Questions on the material:
(A) Translate this sentence from the lab protocol on identifying coding sequences into Spanish: "Plasmids are small sequences of DNA present in some bacteria outside the circular chromosome."
(B) Carry the lab protocol on identifying coding sequences further, starting after its last sentence.

Text provided:
:::::
Session 3 - Identification of Coding Sequences

Goals of the practical session

The goal of this session is to be able to locate the functional regions of a given genome for which we don't have any previous annotation.

Assessment of the practical session:

Work alone or in pairs during this lab. As you progress, take notes of answers to the questions highlighted on this protocol on a text document or on a paper sheet. At the end of the lab, you should approach one of the teaching assistants present, and ask them to check your answers. They will discuss incorrect answers with you. Once the assistants have approved your answers, they will mark your attendance and the practical session is considered completed. If there is not time for you to present your answers, you can submit them via Studium.

The problem:

For this session and the next, we are going to work with samples retrieved from real patients in the context of an Escherichia coli outbreak. The files we are going to work with contain the complete sequence of a plasmid. Plasmids are small sequences of DNA present in some bacteria outside the circular chromosome. Bacteria can share them via horizontal gene transfer in a process called "conjugation" and this plasmids have a huge influence on virulence, pathogenicity and antibiotic resistance. With that in mind, we want to fully characterize these sequences, in order to inform the doctors of how to properly combat this new outbreak of EHEC.

Steps of the bacterial conjugation

Choose two of the available sequences in DATA/Lab3/ and copy them into your personal folder.

Gene identification tools

Gene finding is a central aspect of bioinformatics, and a key issue when trying to make sense out of new and/or unknown sequence such as our plasmid. There are several different ways to do this and what is best will depend on what genome is being analyzed, especially whether it is prokaryotic or eukaryotic. Methods range from finding stretches without stop codons, via homology comparisons with other, closely related sequences, to highly sophisticated neural networks. Gene finding in eukaryotes is particularly difficult and typically requires cross-validation between several complex methods. In prokaryotes, though, it is quite more straightforward. In most cases a simple search for open reading frames (ORFs) is usually sufficient to get a good set of candidate genes for further analysis.

Simple ORF search

The most simple and naïve way to search for genes is to search your input sequence for the initiation codon ATG followed by a stretch of DNA free from an in-frame stop codon. Since almost all gene products are larger than 50 amino acids, it is reasonable to set the minimum length of your ORFs to 150 nucleotides.
:::::
Data listing:
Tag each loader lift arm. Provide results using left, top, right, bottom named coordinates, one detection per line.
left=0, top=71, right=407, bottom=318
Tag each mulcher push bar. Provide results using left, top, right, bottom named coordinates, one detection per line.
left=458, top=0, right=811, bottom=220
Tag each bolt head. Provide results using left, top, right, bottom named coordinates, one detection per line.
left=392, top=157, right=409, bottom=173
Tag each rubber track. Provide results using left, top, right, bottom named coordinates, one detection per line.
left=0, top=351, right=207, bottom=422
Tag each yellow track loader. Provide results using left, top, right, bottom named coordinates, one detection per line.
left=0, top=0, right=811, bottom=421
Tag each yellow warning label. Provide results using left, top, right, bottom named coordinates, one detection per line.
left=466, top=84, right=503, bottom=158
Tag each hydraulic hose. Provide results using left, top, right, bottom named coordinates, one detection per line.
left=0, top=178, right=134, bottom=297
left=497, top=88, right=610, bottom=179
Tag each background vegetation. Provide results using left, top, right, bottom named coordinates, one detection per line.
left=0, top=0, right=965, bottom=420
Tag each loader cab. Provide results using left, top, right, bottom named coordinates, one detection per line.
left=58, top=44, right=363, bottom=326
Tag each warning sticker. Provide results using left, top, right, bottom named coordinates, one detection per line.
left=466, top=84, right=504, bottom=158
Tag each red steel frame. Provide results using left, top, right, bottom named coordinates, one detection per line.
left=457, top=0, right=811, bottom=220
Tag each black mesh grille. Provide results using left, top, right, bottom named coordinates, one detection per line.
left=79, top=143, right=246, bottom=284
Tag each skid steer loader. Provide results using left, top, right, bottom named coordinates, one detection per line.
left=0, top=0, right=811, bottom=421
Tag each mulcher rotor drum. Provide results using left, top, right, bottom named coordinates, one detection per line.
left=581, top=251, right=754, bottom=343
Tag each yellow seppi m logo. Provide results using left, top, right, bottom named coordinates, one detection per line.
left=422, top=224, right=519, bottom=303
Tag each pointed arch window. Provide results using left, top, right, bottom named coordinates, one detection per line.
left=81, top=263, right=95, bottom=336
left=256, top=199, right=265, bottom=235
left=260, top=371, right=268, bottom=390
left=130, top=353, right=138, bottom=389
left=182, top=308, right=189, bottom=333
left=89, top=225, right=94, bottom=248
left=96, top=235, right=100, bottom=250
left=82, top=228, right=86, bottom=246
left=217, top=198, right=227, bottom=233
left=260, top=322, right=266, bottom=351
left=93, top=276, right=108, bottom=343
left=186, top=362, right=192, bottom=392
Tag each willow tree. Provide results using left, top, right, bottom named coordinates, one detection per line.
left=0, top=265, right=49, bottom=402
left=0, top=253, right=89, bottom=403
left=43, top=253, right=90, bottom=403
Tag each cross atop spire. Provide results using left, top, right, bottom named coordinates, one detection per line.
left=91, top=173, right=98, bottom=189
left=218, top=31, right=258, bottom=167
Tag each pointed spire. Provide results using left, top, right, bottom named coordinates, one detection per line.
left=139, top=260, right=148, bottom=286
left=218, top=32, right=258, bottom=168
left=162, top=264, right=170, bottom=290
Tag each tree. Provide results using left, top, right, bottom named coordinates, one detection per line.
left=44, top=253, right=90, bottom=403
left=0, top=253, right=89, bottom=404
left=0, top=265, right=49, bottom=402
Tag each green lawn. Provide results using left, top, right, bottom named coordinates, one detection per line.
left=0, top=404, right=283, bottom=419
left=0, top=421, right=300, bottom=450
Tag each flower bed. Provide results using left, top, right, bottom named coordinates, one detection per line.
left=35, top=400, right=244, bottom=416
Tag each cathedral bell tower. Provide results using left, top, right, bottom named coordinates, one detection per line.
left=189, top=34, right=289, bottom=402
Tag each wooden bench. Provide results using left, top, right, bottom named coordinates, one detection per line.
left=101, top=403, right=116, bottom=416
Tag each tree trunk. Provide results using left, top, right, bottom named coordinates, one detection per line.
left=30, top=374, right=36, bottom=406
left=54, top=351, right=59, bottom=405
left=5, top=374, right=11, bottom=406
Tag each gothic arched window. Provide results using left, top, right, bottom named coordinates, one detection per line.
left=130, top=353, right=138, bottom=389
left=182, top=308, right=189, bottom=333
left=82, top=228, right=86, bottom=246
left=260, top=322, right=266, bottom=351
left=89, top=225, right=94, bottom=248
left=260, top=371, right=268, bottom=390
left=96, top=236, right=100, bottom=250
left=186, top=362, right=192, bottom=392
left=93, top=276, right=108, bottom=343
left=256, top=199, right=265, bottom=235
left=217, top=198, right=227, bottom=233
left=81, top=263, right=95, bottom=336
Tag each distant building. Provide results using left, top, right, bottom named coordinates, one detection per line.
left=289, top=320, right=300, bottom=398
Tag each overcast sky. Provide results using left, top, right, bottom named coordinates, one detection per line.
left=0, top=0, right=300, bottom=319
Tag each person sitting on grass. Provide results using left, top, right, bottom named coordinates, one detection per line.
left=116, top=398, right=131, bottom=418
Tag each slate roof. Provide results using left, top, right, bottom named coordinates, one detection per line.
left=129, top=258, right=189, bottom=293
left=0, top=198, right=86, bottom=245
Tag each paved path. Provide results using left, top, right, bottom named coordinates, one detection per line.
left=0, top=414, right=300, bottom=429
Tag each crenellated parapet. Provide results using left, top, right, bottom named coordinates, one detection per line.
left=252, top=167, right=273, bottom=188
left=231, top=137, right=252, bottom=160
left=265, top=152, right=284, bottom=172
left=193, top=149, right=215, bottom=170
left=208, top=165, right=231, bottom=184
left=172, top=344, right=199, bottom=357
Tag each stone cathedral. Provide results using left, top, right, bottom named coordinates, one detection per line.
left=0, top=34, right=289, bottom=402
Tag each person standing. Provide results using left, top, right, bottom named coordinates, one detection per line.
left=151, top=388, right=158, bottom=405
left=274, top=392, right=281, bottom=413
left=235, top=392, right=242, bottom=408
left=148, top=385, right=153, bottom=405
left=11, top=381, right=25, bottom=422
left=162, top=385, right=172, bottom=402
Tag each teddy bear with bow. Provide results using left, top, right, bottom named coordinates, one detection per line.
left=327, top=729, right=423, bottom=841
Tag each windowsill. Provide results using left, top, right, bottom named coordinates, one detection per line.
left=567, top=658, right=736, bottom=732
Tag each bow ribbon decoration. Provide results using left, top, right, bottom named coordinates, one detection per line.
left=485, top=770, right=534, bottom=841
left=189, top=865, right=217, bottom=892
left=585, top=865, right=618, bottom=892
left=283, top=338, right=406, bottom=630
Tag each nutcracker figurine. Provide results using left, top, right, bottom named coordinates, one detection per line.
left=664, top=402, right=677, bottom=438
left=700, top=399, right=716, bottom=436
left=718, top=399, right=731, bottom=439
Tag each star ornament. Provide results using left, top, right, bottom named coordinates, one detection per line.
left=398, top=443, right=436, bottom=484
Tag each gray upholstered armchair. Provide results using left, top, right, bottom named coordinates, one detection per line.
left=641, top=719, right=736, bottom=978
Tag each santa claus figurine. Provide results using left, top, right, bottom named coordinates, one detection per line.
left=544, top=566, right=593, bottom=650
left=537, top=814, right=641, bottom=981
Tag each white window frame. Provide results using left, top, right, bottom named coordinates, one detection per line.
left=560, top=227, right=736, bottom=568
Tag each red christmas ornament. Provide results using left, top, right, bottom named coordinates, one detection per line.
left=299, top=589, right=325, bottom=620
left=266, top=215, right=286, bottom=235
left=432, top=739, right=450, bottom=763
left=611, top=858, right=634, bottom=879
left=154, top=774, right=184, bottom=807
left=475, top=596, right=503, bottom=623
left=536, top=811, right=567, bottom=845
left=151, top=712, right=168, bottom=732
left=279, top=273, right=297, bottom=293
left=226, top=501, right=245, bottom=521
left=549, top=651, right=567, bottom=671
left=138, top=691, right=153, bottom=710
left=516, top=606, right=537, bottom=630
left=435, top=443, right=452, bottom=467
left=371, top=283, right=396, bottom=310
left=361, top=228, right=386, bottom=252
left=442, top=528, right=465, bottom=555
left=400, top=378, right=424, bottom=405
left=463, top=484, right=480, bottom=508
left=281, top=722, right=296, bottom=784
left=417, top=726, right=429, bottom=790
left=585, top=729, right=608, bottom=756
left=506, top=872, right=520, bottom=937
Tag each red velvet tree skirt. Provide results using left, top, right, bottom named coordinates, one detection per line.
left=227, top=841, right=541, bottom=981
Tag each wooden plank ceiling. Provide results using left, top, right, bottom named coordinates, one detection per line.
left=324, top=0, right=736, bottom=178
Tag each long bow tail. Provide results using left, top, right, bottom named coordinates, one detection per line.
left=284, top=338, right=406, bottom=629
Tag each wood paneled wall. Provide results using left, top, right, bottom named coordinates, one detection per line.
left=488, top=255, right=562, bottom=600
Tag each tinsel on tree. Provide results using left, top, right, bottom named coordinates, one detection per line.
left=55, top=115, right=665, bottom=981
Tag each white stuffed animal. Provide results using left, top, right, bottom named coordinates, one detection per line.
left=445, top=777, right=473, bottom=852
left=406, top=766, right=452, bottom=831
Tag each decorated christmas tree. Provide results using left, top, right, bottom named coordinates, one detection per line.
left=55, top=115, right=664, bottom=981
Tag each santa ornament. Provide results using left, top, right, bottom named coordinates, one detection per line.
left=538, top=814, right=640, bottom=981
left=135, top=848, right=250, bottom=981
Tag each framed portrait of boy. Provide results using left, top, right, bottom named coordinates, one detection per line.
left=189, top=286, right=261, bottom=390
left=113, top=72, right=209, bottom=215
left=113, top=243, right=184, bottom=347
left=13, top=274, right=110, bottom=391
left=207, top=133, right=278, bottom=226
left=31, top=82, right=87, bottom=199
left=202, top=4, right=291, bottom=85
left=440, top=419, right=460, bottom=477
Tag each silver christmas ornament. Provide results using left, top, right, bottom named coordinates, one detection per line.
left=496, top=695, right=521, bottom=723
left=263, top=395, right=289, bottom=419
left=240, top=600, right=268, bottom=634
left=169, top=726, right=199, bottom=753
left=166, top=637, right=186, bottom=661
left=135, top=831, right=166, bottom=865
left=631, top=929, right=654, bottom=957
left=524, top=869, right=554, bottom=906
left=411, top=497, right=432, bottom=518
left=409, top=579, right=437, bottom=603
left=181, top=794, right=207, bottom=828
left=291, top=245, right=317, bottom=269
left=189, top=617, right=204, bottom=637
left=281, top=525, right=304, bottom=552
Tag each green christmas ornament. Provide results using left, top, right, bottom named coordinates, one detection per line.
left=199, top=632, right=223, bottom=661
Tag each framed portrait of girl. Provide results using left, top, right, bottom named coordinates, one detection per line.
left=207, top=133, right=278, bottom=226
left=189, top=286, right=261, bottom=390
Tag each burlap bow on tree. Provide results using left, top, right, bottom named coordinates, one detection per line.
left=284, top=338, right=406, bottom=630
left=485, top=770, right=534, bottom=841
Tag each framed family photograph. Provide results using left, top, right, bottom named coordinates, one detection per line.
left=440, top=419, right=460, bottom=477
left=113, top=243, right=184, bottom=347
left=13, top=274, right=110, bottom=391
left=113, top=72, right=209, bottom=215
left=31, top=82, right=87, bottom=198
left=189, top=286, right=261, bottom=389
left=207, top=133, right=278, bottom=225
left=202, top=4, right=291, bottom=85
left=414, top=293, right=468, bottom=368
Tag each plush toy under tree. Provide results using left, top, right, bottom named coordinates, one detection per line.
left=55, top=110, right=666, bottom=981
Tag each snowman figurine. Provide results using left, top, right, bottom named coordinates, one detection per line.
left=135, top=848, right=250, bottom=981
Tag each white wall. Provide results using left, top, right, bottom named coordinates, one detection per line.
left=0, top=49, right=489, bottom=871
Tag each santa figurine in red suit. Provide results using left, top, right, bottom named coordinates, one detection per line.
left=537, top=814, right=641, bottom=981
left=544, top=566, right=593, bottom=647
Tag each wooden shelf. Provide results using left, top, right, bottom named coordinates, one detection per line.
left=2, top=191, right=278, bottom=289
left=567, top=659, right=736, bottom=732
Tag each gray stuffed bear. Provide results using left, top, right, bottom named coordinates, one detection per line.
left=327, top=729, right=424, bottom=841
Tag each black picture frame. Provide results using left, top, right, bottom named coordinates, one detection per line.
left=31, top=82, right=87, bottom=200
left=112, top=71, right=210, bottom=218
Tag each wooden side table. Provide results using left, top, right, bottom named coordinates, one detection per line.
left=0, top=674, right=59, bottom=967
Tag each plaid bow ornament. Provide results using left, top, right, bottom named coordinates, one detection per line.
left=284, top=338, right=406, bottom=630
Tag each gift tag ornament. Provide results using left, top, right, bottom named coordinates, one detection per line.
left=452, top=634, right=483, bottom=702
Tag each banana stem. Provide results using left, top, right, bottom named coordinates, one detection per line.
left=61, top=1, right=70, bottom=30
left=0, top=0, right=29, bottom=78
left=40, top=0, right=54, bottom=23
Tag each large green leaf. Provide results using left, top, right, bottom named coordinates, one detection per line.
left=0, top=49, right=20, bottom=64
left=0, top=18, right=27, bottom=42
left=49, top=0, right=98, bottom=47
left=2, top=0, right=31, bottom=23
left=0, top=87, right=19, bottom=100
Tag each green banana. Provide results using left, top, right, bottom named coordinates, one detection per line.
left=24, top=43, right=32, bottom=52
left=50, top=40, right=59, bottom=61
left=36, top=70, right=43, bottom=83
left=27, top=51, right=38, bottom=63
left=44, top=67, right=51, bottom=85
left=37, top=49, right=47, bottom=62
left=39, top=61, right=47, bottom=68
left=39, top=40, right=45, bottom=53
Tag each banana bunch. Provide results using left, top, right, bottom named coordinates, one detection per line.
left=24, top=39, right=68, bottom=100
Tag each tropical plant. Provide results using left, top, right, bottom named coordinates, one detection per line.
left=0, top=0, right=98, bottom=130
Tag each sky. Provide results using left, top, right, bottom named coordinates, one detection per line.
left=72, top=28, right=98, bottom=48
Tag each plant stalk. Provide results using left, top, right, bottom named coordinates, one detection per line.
:::::
Activity answers:
(A) Los plásmidos son pequeñas secuencias de ADN presentes en algunas bacterias fuera del cromosoma circular.

(B)
You will deal with the program getorf in the EMBOSS suite (EMBOSS suite.pdf) In order to use getorf with a minimum ORF size of 150 nucleotides and a search from ATG to stop, type

getorf YOUR_FILE.fna -minsize 150 -find 3

on the command line. Genes might be located on the opposite strand to the sequenced one, but this is not a problem since getorf will still find it and note the direction of the gene in its output. Note that STOP codons are not included in the output. That issue, however, will be fixed by the script that parses program output to a format that can be used in the visualization tool Artemis:

perl ./SRC/GenePrediction2Artemis.pl -i getorf.file -o outputname.artemis -getorf

Now, run getorf on your plasmid. Save the result.

A more sophisticated method

There are of course a number of ways to increase the precision of the simple ORF search. You could analyze G+C content, alternate start codons, base composition biases and much more. There is a software suite called GeneMark, available both online and as standalone binaries, that does just that. There are a number of ways to use GeneMark to predict ORFs. They all have in common that they need to be trained however. The simplest program is called just GeneMark (gm on the command line). And it uses an extended ORF search algorithm to find ORFs.

Hidden Markov model

The extended ORF search is pretty good, but still it is based on looking in the sequence for known features. Sometimes you want to find a gene that is a pseudo-gene or in any other way lacks features like start and stop codons ordinarily needed to identify a gene. In this case it is very useful to utilize methods that are trained on a set of known genes to achieve a pattern of how the bases of a typical gene look like. Thereafter it should try to find other stretches of the sequence that has the same parameter values as a typical gene. The program GeneMark.hmm does just that. But it of course requires a model that has been generated by some training on known genes in the genome.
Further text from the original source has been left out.